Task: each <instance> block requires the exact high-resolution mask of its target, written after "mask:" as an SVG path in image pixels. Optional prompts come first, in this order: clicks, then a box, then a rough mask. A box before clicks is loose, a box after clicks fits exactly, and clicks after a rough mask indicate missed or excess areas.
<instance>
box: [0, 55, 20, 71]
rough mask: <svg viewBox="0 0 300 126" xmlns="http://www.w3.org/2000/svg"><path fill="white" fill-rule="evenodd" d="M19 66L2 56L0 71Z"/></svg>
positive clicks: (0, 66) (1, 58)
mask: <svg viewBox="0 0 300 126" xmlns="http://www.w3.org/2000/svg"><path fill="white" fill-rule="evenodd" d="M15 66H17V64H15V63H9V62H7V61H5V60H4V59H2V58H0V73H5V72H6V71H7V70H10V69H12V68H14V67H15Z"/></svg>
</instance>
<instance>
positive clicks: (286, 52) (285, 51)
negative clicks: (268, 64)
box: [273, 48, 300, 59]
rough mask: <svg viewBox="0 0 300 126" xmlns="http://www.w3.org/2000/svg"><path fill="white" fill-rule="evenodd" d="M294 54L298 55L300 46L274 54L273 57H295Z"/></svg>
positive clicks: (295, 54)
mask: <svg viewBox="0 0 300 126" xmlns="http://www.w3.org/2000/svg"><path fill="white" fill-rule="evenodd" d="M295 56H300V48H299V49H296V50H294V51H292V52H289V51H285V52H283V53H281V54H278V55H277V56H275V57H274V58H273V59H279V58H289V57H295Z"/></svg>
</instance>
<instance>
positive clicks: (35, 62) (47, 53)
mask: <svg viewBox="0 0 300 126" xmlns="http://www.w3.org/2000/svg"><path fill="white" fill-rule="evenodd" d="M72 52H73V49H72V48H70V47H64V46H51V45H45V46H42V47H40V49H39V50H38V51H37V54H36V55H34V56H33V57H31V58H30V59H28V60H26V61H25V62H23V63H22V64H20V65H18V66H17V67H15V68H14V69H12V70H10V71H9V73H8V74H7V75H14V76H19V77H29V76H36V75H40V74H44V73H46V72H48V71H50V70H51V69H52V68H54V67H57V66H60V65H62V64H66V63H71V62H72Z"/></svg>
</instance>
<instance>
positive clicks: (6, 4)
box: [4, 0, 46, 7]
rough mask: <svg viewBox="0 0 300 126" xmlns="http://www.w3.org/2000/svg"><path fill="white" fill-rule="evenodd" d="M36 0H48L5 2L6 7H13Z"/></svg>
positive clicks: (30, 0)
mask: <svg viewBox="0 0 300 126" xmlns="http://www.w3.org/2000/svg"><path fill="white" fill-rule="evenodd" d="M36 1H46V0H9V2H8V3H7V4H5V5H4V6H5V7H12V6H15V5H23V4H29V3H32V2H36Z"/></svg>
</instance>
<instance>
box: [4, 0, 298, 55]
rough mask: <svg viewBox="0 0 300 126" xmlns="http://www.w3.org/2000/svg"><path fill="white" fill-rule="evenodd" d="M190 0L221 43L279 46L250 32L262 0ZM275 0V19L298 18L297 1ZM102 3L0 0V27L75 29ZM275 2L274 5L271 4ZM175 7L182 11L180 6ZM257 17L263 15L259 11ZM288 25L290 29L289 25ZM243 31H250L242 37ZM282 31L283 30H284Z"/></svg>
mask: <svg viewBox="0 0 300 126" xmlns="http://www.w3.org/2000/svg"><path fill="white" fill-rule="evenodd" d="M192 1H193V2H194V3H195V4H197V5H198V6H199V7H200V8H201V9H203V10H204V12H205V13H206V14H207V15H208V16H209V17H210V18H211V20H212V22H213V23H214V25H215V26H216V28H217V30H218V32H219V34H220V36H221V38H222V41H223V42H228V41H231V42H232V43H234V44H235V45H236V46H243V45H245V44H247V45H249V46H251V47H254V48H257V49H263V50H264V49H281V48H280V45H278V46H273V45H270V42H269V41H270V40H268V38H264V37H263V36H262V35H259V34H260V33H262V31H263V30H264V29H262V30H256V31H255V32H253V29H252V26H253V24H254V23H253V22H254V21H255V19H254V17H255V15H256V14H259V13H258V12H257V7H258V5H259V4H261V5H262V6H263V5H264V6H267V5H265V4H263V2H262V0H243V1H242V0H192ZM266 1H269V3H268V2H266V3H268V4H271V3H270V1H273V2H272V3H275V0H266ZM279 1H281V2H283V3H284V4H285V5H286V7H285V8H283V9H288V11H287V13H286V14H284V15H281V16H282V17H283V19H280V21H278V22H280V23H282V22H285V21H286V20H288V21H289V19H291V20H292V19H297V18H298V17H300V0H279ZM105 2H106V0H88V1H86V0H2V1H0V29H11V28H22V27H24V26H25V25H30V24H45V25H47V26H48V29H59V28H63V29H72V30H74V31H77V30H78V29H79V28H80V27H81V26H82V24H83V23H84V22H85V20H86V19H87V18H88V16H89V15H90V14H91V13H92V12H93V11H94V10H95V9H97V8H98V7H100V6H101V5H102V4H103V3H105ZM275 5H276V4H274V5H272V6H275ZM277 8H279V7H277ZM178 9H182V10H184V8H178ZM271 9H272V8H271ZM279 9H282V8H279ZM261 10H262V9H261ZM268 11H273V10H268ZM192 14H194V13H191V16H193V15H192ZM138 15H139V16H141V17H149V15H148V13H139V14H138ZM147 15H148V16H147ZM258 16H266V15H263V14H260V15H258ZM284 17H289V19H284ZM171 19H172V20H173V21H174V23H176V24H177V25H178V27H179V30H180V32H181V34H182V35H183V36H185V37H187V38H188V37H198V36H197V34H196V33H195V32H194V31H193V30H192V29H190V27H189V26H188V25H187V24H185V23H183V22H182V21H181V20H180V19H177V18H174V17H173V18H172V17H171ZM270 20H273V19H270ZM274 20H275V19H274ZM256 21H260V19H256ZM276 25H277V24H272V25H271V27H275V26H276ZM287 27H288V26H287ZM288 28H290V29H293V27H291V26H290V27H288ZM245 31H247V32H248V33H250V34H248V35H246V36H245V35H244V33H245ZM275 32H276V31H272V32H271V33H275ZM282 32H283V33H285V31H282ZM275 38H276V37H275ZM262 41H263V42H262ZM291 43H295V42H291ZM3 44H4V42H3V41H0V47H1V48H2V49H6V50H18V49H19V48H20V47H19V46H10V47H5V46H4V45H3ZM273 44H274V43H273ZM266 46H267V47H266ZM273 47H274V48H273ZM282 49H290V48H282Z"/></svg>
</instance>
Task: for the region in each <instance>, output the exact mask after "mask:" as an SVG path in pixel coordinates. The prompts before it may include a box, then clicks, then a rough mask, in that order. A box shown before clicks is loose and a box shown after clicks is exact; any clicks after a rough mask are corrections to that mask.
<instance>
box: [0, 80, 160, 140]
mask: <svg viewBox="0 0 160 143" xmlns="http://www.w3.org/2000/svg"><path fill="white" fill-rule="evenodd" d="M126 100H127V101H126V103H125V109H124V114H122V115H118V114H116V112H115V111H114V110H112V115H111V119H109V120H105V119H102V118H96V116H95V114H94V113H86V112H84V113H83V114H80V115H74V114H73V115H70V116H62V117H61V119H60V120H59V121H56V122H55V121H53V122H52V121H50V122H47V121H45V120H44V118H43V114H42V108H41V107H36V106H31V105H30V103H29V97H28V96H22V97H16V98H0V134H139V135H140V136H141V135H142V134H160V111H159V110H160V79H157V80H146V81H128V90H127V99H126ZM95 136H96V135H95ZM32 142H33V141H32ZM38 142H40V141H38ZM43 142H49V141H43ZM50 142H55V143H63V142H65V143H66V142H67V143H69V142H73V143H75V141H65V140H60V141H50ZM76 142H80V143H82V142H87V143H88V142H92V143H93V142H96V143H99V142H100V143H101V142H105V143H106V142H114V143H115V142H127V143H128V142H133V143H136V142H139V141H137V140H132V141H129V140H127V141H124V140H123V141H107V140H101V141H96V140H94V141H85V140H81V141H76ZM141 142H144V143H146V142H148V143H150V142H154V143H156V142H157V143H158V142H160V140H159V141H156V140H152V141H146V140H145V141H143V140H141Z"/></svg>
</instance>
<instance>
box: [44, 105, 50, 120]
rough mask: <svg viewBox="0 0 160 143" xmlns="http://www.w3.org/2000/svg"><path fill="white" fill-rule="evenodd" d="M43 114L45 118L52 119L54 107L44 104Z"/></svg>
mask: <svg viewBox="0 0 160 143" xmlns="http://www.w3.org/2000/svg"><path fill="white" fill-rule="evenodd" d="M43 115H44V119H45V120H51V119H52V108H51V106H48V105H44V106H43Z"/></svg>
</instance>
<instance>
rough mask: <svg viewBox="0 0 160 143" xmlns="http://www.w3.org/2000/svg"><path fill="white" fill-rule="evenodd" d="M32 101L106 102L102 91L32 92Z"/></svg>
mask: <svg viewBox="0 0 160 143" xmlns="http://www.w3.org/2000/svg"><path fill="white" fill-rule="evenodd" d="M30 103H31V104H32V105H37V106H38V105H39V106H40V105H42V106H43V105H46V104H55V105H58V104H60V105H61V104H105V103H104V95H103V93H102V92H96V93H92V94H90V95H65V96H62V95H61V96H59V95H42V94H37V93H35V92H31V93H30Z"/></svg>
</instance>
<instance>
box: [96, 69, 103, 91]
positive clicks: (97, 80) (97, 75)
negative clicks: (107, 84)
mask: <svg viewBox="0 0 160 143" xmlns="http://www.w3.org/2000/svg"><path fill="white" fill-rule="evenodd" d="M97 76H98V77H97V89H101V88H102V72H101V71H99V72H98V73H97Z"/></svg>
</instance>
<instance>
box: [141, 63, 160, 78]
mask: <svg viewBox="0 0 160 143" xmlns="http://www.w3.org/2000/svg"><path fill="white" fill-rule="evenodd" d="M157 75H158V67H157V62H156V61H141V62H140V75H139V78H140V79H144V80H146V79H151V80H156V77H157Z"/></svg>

──────────────────────────────

| What the task requires |
In the material above, locate the line containing "101L106 102L102 91L32" and the line containing "positive clicks: (97, 80) (97, 75)". Transcribe exactly those two lines and every line between them, and nothing more.

| Response to the task |
rough mask: <svg viewBox="0 0 160 143" xmlns="http://www.w3.org/2000/svg"><path fill="white" fill-rule="evenodd" d="M32 101L106 102L102 91L32 92Z"/></svg>
mask: <svg viewBox="0 0 160 143" xmlns="http://www.w3.org/2000/svg"><path fill="white" fill-rule="evenodd" d="M30 103H31V104H32V105H37V106H38V105H39V106H40V105H42V106H43V105H46V104H55V105H58V104H60V105H61V104H105V103H104V95H103V93H102V92H96V93H92V94H90V95H65V96H62V95H61V96H59V95H42V94H37V93H35V92H31V93H30Z"/></svg>
</instance>
<instance>
box: [96, 69, 103, 91]
positive clicks: (97, 80) (97, 75)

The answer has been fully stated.